[Aim]: Please transcribe the pageinspect patch review below, starting at the words "True, will fix." and stopping after "instead of 'smallint'.".

[Passage shown]:
----

Re: [HACKERS] PATCH: pageinspect / add page_checksum andbt_page_items(bytea)

From
Tomas Vondra
Date:
On 03/13/2017 06:49 AM, Ashutosh Sharma wrote:
> Hi,
>
> I had a look into this patch and would like to share some of my review
> comments that requires author's attention.
>
> 1) The comment for page_checksum() needs to be corrected. It seems
> like it has been copied from page_header and not edited it further.
>
> /*
>  * page_header
>  *
>  * Allows inspection of page header fields of a raw page
>  */
>
> PG_FUNCTION_INFO_V1(page_checksum);
>
> Datum
> page_checksum(PG_FUNCTION_ARGS)
>

True, will fix.

> 2) It seems like you have choosen wrong datatype for page_checksum. I
> am getting negative checksum value when trying to run below query. I
> think the return type for the SQL function page_checksum should be
> 'integer' instead of 'smallint'.

----

Records
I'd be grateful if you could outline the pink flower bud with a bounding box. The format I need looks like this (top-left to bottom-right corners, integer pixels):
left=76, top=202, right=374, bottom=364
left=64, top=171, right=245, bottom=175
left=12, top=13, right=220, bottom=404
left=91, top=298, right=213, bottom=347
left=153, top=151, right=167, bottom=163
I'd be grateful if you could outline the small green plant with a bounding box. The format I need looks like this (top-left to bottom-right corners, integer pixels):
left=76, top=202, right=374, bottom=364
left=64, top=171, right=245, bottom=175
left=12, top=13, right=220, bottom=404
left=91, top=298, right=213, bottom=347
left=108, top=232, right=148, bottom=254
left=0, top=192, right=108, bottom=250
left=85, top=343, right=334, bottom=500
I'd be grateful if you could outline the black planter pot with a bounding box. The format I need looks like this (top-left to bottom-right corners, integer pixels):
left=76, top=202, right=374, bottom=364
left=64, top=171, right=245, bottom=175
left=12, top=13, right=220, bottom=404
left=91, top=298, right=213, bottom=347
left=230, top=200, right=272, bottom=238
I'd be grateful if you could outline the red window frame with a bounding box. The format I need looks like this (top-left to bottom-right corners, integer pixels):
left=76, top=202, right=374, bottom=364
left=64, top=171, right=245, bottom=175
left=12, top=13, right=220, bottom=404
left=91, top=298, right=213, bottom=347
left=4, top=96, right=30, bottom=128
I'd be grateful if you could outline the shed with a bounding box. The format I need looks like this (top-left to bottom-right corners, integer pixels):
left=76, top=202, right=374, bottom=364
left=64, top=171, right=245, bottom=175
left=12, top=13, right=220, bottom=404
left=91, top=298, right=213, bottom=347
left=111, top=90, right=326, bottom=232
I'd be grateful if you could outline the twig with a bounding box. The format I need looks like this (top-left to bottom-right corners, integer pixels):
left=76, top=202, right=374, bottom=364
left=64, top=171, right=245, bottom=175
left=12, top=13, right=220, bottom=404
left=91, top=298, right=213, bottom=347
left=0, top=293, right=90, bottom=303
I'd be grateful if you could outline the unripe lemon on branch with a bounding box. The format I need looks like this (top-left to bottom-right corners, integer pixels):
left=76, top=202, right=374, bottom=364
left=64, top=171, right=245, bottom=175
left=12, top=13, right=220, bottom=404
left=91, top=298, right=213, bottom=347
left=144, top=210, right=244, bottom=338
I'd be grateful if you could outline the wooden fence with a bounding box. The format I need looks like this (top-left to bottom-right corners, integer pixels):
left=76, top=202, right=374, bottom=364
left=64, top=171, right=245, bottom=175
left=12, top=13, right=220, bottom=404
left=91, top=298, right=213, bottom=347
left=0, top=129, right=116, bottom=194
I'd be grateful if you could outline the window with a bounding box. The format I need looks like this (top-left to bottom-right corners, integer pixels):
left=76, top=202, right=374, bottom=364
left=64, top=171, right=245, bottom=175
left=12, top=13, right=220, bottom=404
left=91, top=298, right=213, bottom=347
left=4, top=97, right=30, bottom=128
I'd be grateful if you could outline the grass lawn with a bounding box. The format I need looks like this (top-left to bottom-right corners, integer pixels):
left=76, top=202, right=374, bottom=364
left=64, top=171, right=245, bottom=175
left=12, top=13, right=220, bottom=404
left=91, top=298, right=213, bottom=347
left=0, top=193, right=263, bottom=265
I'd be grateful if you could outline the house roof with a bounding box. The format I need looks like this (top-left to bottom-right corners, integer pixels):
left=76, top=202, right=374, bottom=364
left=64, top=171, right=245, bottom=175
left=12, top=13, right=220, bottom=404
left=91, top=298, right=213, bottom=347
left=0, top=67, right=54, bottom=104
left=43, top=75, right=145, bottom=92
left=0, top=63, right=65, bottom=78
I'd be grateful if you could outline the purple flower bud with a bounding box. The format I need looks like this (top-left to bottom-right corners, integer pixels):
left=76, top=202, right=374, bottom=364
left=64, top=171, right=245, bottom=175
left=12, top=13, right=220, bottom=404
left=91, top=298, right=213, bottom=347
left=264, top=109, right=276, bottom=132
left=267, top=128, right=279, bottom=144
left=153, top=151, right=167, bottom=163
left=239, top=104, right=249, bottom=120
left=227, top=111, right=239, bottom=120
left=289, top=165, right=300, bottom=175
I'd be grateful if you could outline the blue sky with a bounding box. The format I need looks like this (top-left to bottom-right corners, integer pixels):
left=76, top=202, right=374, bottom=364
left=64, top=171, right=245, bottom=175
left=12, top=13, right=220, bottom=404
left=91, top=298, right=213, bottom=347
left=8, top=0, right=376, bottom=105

----

[Task answer]:
True, will fix.

> 2) It seems like you have choosen wrong datatype for page_checksum. I
> am getting negative checksum value when trying to run below query. I
> think the return type for the SQL function page_checksum should be
> 'integer' instead of 'smallint'.